Short task 1: Summarize the Oregon football preview in two sentences.

## Start Document excerpt

Oregon went 12-1 last year and were an overtime loss away from playing for the national championship. Chip Kelly has taken his coaching acumen to the NFL and new HC Mark Helfrich opens his first spring practice in charge on April 2. Native Oregonian and college football writer extraordinaire Kurt Liedtke breaks down the Ducks for us in our Oregon 2013 spring preview.
Success breeds more success, but also heightens expectations. With Oregon’s unprecedented run under Chip Kelly as head coach (46-7, four consecutive BCS games, three conference titles, two BCS trophies), the expectations from fans reached perhaps unreasonably high levels.
It was odd to see the amount of disappointment from fans over the course of the season, perhaps rightfully so with the way college football’s eyes were squarely on Oregon under Kelly.
Over the past six years Oregon has grown from a quality upper-level program to the elite, suddenly it became not just enough to score, but expected to score on every play, not just enough to win, but to win by 30+.
Losing was unthinkable, and anything short of a national title while Chip was in town was thought of as a disappointment.
Oregon lost only one game all season by a field goal, setting new offensive records along the way, all while being led by a freshman quarterback (Marcus Mariota) and after losing statistically the best running back in school history (LaMichael James).
Yet a 12-1 season and BCS trophy apparently was not enough for the expectations of the average Oregon fan, as the season is still met with a lot of what-ifs and disappointment from the fan base.
National championship or bust is the motto in Eugene now, which based on team performance and talent level is a plausible outcome for the foreseeable future. It is also reasonable to think that with Chip Kelly leaving, that window to win a title may have closed.
I personally was thrilled with Oregon’s performance in 2012, culminating in the third BCS trophy in school history, and remain eager of the future with so much talent returning.
The 2012 season was on par with my expectations for the year, while the thought of an undefeated season and national title was a possibility, too many forgot how difficult of a task that is to actually complete.
Despite the malaise from many of the fans over the Stanford loss and Chip’s departure, there are plenty of teams around the country wishing they could be in Oregon’s Nike shoes right now.
Oregon’s strength is actually in its youth — experienced youth. Aside from a senior-laden linebacker crew last year, the 2012 campaign was led largely by freshmen and sophomores.
Oregon remains a young team, with plenty of game experience and success, leading to the obvious conclusion that the best football from the Ducks is yet to come, a scary prospect for the rest of the Pac-12 and NCAA considering how close they came to playing for the title last year.
Marcus Mariota as a first-time starter broke nearly every single-season passing record, and the backfield will be just fine even with the graduation of Kenjon Barner, as Byron Marshall showed great promise as a freshman and the ultimate x-factor De’Anthony Thomas returns for his junior campaign.

## End Document excerpt

Short task 2: In the records, substitute "Label" for "Target" in the lines from the one containing "Would you be so kind as to mark the black" through the one containing "column 300, row 64", inclusive, leaving everything else unchanged. Give only those lines.

## Start Provided material

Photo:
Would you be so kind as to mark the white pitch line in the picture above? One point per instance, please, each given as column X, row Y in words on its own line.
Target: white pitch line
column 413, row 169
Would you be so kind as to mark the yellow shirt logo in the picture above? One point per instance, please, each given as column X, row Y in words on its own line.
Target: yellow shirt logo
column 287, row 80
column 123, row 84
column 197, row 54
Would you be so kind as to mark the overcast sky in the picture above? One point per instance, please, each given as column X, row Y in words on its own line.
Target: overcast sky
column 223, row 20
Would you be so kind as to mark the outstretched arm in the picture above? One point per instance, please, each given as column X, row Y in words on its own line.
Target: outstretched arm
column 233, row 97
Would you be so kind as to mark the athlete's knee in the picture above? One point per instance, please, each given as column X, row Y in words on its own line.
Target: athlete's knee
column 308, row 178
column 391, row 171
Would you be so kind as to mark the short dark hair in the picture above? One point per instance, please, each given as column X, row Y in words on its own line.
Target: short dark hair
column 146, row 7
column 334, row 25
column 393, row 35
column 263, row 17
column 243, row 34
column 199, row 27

## End Provided material
## Start Provided material

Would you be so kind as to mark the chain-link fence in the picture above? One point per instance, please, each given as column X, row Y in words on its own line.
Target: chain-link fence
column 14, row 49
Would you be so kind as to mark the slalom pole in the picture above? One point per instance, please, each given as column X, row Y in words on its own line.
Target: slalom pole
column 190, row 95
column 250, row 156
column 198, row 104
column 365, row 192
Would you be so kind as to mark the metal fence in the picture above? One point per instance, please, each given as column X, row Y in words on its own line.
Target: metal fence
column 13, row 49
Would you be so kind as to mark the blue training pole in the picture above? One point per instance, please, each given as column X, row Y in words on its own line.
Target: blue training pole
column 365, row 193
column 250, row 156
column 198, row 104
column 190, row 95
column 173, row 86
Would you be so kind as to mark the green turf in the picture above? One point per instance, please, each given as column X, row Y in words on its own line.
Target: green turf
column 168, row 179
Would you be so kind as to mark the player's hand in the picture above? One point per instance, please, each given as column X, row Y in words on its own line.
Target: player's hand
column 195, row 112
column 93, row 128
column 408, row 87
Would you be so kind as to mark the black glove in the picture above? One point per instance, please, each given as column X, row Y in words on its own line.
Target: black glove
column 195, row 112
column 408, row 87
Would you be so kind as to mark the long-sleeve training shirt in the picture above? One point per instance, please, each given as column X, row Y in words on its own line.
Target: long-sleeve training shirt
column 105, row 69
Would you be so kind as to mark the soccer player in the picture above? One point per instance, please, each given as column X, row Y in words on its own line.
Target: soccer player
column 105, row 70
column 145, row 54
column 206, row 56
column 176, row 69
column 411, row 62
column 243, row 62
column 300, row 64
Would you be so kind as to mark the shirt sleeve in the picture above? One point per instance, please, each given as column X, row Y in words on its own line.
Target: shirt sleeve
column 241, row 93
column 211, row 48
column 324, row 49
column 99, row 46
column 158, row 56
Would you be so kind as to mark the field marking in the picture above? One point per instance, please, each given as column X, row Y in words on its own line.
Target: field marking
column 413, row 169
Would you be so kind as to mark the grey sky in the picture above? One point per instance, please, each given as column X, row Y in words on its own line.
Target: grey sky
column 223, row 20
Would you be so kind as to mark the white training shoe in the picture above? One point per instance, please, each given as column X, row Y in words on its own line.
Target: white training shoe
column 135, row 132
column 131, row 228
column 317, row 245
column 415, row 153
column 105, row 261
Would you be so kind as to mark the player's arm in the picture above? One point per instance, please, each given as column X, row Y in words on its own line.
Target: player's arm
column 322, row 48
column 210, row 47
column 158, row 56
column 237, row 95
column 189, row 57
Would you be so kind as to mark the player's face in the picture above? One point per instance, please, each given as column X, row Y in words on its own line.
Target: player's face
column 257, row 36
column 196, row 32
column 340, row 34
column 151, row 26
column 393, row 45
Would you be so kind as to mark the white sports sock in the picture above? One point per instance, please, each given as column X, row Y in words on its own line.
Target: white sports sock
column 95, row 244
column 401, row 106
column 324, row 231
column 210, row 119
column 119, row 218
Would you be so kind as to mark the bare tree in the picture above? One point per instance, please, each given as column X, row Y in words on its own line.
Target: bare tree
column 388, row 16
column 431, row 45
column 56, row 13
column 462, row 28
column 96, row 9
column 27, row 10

## End Provided material

Finished answer 1: Oregon went 12-1 last season, losing only one game by a field goal and winning a BCS trophy, yet many fans were disappointed because expectations under Chip Kelly had grown to national championship or bust. With Kelly gone to the NFL, the team remains young but experienced, led by record-setting quarterback Marcus Mariota, and its best football is expected to be yet to come.

Finished answer 2:
Would you be so kind as to mark the black glove in the picture above? One point per instance, please, each given as column X, row Y in words on its own line.
Label: black glove
column 195, row 112
column 408, row 87
Would you be so kind as to mark the long-sleeve training shirt in the picture above? One point per instance, please, each given as column X, row Y in words on its own line.
Label: long-sleeve training shirt
column 105, row 69
Would you be so kind as to mark the soccer player in the picture above? One point per instance, please, each given as column X, row Y in words on its own line.
Label: soccer player
column 105, row 70
column 145, row 54
column 206, row 56
column 176, row 69
column 411, row 62
column 243, row 62
column 300, row 64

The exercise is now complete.